(Text for analysis Opens)

So, it's Monday and I have a grant to push out the door and a bike ride to coordinate for tonight. And it's 80 degrees and sunny out. If I'm really lucky, I may be able to squeeze in a front nine of golf.

Life is good, guys. Life. Is. Good.

Monday, April 23, 2007

This Sometime


Sometimes I feel like a Nike commercial, with a blood pushing soundtrack in the background and profiled in soft lights. Sometimes I feel like I stand at a precipice, ready for what comes and what is entailed. The icon, the ediface, the athletic form. Sometimes I feel like I am uniquely qualified, by some grace of past decisions and stubborn motivation. And sometimes I feel like I may have the power to inspire myself and make me so much more than I was before.

This, is that sometime.

I chose late last year to try something entirely out of my comfort zone, and entirely gratuitous. I don't need to do an Ironman distance. Being a triathlete and healthy alone would be fine. But there has always been that persistent voice inside my thoughts that wants me to push even further. I want to know whether or not I can do something exceptional. To push just a little more. Could it be self-defeating? Could I be setting myself up for a simple confirmation of mediocrity? Perhaps. When I was younger, I would certainly have seen that road as the least painful and followed it, laden with guilt. I would have craftily explained away my averageness and carried it as a stone in my shoe, a hidden hair shirt under a well-dressed facade.

That is not me anymore. And I know that with certainty. I know that with the same certainty that I know I love Mighty M. I know that with the certainty that I know I will never sabotage my life again with distrust and fatalism.

I just know it. Clearly and with inherent resolve. It's just there, as a reality.

So I signed up for the race, and then basked in the glow of "You're doing an Ironman?" "No way! How cool!" I did the planning and found the training schedule right for me. And when the time came, I started training. And I've had the bumps in the road and moments of checking my own motivations and behaviors. Falls and injuries and set-backs and successes.

And I have simply loved every second.

The snarky lady in the pool. The personal best runs and the personal vendettas against cycling drills. Those wonderful moments where new habits surprised me with power and control. And those truly excellent moments of clarity.

And now, I'm there again. Cue the Nike background music. Cue lights, camera, and ACTION.

It's 20 weeks out from Ironman Wisconsin.

20 weeks.

If you're an endurance athlete, you know the power of 20 weeks. In 20 weeks, you can prepare for a marathon. In 20 weeks, you can sculpt an ultra-distance out of a lump of base building runs. In 20 weeks, you can craft an Ironman. And that, of course, is exactly what I'm going to do.

Twenty weeks is a check point in training that may seem arbitrary, but it's not. It provides just the right amount of time to build a better you. Just enough time to take your skills and traits and strengths and craft something exceptional.

I've put in my base, I'm building as we speak, and I'm feeling quietly prepared for the volume and effort. And yes, sometimes I feel incredibly scared. Shaking in my boots scared. Of limitations and sheer distance and limiters.

But, this is a different sometime. Right now I just feel ready.

Saturday, April 21, 2007

3000

Broke my (first) glass ceiling last night with 3000 straight yards. At some point, I'll look back and chuckle that this was so notable, but for now I'm just glad to have hit that mark.

(Text for analysis Closes)
(Raw data Opens)

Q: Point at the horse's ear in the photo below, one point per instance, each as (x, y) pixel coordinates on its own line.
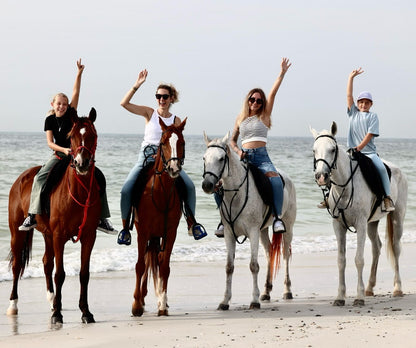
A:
(73, 115)
(314, 132)
(182, 125)
(334, 128)
(207, 140)
(93, 115)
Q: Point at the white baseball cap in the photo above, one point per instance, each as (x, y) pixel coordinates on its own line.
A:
(365, 95)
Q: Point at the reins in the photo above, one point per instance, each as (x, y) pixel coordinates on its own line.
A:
(333, 183)
(226, 211)
(87, 204)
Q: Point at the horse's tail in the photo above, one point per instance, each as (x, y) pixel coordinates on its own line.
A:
(25, 252)
(152, 260)
(275, 253)
(392, 247)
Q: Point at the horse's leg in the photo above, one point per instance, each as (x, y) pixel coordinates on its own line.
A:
(268, 286)
(394, 231)
(340, 234)
(287, 253)
(254, 268)
(48, 259)
(59, 280)
(17, 254)
(229, 269)
(359, 263)
(137, 308)
(84, 276)
(376, 247)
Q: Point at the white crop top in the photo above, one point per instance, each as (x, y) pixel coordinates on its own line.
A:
(253, 129)
(153, 131)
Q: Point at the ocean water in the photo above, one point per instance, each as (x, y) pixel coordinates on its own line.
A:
(116, 154)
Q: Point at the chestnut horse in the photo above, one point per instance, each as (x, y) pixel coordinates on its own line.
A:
(157, 218)
(74, 214)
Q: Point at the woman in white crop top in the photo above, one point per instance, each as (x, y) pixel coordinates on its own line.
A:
(166, 95)
(252, 124)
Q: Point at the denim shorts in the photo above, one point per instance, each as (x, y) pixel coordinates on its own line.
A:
(260, 158)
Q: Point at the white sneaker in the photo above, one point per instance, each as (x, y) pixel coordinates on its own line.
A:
(220, 231)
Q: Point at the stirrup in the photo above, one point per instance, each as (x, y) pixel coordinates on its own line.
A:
(124, 237)
(198, 231)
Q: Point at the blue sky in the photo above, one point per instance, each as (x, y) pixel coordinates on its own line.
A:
(214, 52)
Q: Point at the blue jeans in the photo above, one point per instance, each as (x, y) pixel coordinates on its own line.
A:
(382, 171)
(145, 156)
(260, 158)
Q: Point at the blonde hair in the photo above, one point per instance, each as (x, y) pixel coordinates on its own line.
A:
(52, 111)
(172, 91)
(245, 110)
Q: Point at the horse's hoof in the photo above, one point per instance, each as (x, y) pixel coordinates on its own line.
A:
(339, 303)
(265, 297)
(137, 312)
(223, 307)
(358, 302)
(57, 319)
(88, 319)
(398, 293)
(254, 305)
(288, 296)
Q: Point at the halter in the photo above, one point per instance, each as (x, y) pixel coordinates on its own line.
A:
(224, 209)
(343, 186)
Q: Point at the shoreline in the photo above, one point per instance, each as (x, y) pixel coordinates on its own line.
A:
(194, 292)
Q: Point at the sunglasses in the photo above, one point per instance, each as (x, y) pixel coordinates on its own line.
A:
(253, 100)
(164, 96)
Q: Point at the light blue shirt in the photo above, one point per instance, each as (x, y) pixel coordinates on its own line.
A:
(361, 123)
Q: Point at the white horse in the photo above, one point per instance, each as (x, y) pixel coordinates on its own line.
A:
(350, 203)
(245, 215)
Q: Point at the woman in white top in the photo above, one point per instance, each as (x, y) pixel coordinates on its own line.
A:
(166, 95)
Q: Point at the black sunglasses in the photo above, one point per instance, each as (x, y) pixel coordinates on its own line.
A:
(164, 96)
(258, 100)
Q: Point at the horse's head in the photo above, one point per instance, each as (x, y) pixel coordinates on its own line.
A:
(172, 148)
(325, 151)
(83, 141)
(215, 161)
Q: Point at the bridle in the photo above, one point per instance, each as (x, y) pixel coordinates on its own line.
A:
(331, 167)
(226, 210)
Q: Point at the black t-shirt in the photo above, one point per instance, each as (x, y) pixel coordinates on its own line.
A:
(60, 127)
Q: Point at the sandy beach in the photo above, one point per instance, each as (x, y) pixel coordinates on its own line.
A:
(194, 292)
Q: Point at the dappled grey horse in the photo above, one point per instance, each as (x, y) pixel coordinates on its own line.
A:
(350, 203)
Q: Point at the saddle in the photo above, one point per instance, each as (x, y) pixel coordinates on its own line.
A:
(371, 174)
(55, 177)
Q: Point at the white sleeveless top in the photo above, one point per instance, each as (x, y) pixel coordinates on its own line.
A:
(153, 131)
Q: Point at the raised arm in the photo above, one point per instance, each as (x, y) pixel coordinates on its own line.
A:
(285, 65)
(350, 97)
(141, 110)
(77, 85)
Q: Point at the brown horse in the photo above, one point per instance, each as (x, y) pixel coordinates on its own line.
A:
(157, 218)
(74, 214)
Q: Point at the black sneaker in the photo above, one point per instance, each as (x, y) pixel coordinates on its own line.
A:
(29, 223)
(106, 227)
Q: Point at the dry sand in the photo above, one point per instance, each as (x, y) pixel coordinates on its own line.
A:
(309, 320)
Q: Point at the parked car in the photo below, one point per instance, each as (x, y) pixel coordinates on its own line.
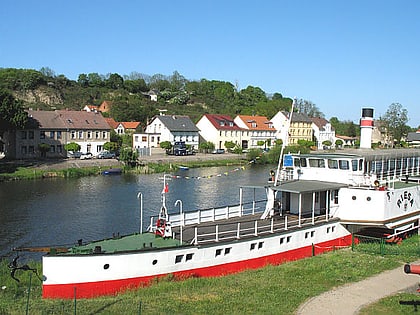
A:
(86, 156)
(74, 155)
(106, 155)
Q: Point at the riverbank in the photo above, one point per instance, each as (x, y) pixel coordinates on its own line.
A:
(156, 163)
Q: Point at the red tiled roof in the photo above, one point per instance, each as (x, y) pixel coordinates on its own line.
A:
(222, 122)
(261, 122)
(112, 123)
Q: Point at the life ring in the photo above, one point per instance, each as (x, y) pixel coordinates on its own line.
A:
(160, 227)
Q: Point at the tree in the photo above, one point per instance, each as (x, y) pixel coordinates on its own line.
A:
(44, 148)
(308, 108)
(12, 114)
(395, 121)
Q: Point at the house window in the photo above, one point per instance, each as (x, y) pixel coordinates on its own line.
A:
(178, 258)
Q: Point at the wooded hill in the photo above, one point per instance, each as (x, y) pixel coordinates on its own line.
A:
(179, 96)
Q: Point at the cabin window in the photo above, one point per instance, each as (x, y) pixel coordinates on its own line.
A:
(178, 258)
(333, 164)
(320, 163)
(344, 164)
(354, 165)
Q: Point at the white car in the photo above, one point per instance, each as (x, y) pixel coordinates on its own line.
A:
(86, 156)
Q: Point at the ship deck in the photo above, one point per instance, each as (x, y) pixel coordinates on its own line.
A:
(240, 227)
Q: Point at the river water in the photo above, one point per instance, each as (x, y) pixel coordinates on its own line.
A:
(61, 211)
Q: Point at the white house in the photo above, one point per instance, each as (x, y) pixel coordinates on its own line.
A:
(220, 128)
(174, 128)
(323, 131)
(257, 130)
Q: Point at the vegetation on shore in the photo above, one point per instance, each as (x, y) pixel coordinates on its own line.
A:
(270, 290)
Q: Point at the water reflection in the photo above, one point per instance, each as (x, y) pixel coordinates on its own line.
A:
(59, 212)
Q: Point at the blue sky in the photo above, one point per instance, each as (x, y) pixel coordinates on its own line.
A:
(340, 55)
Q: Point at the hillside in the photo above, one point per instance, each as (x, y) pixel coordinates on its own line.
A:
(129, 94)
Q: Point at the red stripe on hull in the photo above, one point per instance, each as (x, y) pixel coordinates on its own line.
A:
(111, 287)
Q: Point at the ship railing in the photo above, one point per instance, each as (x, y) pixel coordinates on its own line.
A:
(214, 214)
(246, 229)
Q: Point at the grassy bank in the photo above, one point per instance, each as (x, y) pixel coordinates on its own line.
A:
(12, 172)
(270, 290)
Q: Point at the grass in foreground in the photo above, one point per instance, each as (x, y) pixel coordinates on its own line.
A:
(270, 290)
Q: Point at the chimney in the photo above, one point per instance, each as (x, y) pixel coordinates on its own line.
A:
(366, 126)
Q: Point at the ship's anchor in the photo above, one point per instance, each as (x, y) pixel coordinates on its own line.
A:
(14, 267)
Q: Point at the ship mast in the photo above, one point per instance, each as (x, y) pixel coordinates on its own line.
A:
(284, 144)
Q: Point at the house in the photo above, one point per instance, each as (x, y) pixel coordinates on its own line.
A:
(152, 95)
(174, 128)
(258, 131)
(91, 108)
(347, 141)
(105, 107)
(58, 128)
(322, 131)
(300, 127)
(124, 127)
(413, 139)
(219, 129)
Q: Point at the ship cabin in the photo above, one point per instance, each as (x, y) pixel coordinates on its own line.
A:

(Raw data Closes)

* Directions *
• A. In the training blog, how many weeks out from Ironman Wisconsin is the writer?
• B. Reproduce the training blog word for word, everything from "It's 20 weeks" down to "distance and limiters.".
• C. Pick up the training blog after its last sentence and keep writing.
You won't need the records for anything here.

* Answers for the tasks *
• A. 20 weeks.

• B.
It's 20 weeks out from Ironman Wisconsin.

20 weeks.

If you're an endurance athlete, you know the power of 20 weeks. In 20 weeks, you can prepare for a marathon. In 20 weeks, you can sculpt an ultra-distance out of a lump of base building runs. In 20 weeks, you can craft an Ironman. And that, of course, is exactly what I'm going to do.

Twenty weeks is a check point in training that may seem arbitrary, but it's not. It provides just the right amount of time to build a better you. Just enough time to take your skills and traits and strengths and craft something exceptional.

I've put in my base, I'm building as we speak, and I'm feeling quietly prepared for the volume and effort. And yes, sometimes I feel incredibly scared. Shaking in my boots scared. Of limitations and sheer distance and limiters.

• C.
No pain, no problems, and only a little fatigue that I'm getting used to swimming through.

All good.

3000 meters.
120 lengths.
1:02:53.
Avg 100: 2:05.

One happy triathlete.

Have a great weekend guys!

Thursday, April 19, 2007

Race Report: Taxing Metric

It was a cold and blustery day...

(hmm...or maybe)

The day was as cold and windy as it was long...

(or possibly)

Good grief it's cold out here and you want to WHAT???

Yeah...that's the best title.

Okay, now that we've landed on just the right title, let me tell you a little about the Taxing Metric. It was a ride organized by the Brandywine Bicycle Club here in Chester County. And if you've ever ridden in Chester County, then you know...it's a stunning place to ride. Stun. Ning. The course was through the back roads of Warwick Park and French Creek Park that were quiet and peaceful, and devoid of angry drivers and major potholes.

(Not, by the way, angry dogs. Um, thanks to the rider behind me who yelled loud enough to scare the bejezes out of that angry looking dog running straight for my front tire. THANK YOU! You diverted a messy, messy fall.)

You know what it wasn't devoid of? Yeah...that would be hills. Nope. Don't worry. There were lots and LOTS of hills! Long ones, short ones, and those sneaky ones that appear right after a dangerous turn or around a blind corner. Yeah...THOSE.

Now, this was my first time on a bike. No...okay, it really wasn't, but I really felt like it was! I've clocked something like 700 miles on Banana (my lovely road bike plus yucky aerobars) this year on the trainer. In the basement. Watching the endless DVDs of Nip Tuck, Season One. But this was the first time she came off the trainer and hit the open road.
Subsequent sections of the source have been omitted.